*Aufgaben:*
• 1. Gib aus dem Text über Freiwilligenarbeit wörtlich den Abschnitt wieder, der mit den Worten „Doch Vorsicht! Viele“ beginnt und mit „ihr Essen bezahlen!“ endet.
• 2. Wofür mussten die zwei Mädchen in Ecuador laut dem Text über Freiwilligenarbeit zusätzlich zu ihrer Arbeit auf der Farm bezahlen?
• 3. Knüpfe an den Text über Freiwilligenarbeit auf Reisen an und führe ihn nach seinem letzten Satz weiter.

*Textauszug:*
= = = = = = =
Doch Vorsicht! Viele nutzen den guten Willen der Freiwilligen schamlos aus und wollen oft, dass ihr für eure Arbeit auch noch Geld zahlt. Von solchen Stellen rate ich grundsätzlich ab. Sonst ergeht es euch womöglich wie zwei Mädchen, die ich in Ecuador getroffen habe: Sie hatten einen Monat lang auf einer Farm Kuhmist gescheffelt – und mussten dafür auch noch ihren Aufenthalt und ihr Essen bezahlen!
Freiwilligenarbeit selbst organisieren
Auch diese Art von Arbeit auf Reisen könnt ihr aber genauso gut auf eigene Faust organisieren. Ich bin beispielsweise mehrere Monate durch Chile, Argentinien und Bolivien gereist, indem ich in Hostels gearbeitet habe und dafür kostenlos ein Bett und Mahlzeiten bekommen habe. Ihr könnt natürlich stattdessen auch in Schulen Deutsch unterrichten oder auf einer Pferdefarm als Reitlehrer arbeiten – je nachdem, was euch am meisten reizt. Mein Tipp: Seht zu, dass ihr nicht acht Stunden am Tag arbeitet. Gerade wenn ihr euch eure Freiwilligenarbeit selbst organisiert, gibt es einen gewissen Verhandlungsspielraum, sodass ihr nicht völlig eingespannt seid, sondern auch noch Zeit habt nebenher Ausflüge zu unternehmen – oder sogar als Freelancer zu jobben, wenn ihr das wollt.
= = = = = = =
*Datenzeilen:*
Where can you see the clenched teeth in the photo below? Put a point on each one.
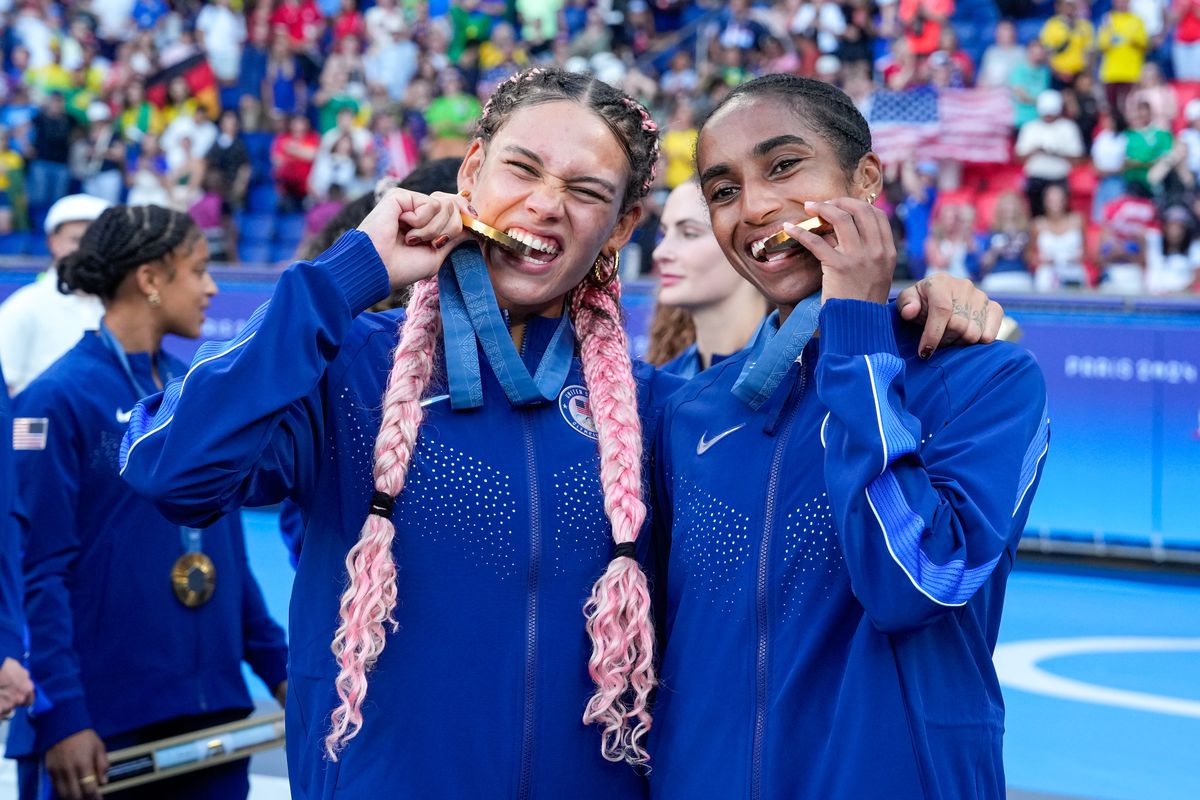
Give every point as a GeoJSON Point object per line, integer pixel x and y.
{"type": "Point", "coordinates": [535, 242]}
= = = = = = =
*Antworten:*
• 1.
Doch Vorsicht! Viele nutzen den guten Willen der Freiwilligen schamlos aus und wollen oft, dass ihr für eure Arbeit auch noch Geld zahlt. Von solchen Stellen rate ich grundsätzlich ab. Sonst ergeht es euch womöglich wie zwei Mädchen, die ich in Ecuador getroffen habe: Sie hatten einen Monat lang auf einer Farm Kuhmist gescheffelt – und mussten dafür auch noch ihren Aufenthalt und ihr Essen bezahlen!

• 2. Für ihren Aufenthalt und ihr Essen.

• 3.
Das Schöne an dieser Art von Arbeit auf Reisen ist für mich, dass man Menschen hilft und dabei gleichzeitig sehr viel Neues lernt. Als Volunteers müsst ihr ja keine Experten sein. Ganz im Gegenteil, ihr werdet als Helfer gesehen, denen man noch etwas beibringen kann. So könnt ihr in ganz neue Gebiete einsteigen und völlig neuartige Dinge lernen wie etwa Traktor fahren, Zäune bauen oder Kühe melken. Darüber hinaus lebt und arbeitet ihr einerseits mit Locals und könnt so die Kultur vor Ort auf ganz intensive Art erleben. Andererseits trefft ihr aber auch andere Freiwillige aus aller Welt und habt so eine tolle Mischung aus Austausch mit Reisenden und dem Leben in einer lokalen Gemeinschaft.
Der große Nachteil ist natürlich, dass ihr mit Freiwilligenarbeit kein Geld verdient. Trotzdem könnt ihr dennoch dadurch eine Menge Geld sparen und so viel länger reisen.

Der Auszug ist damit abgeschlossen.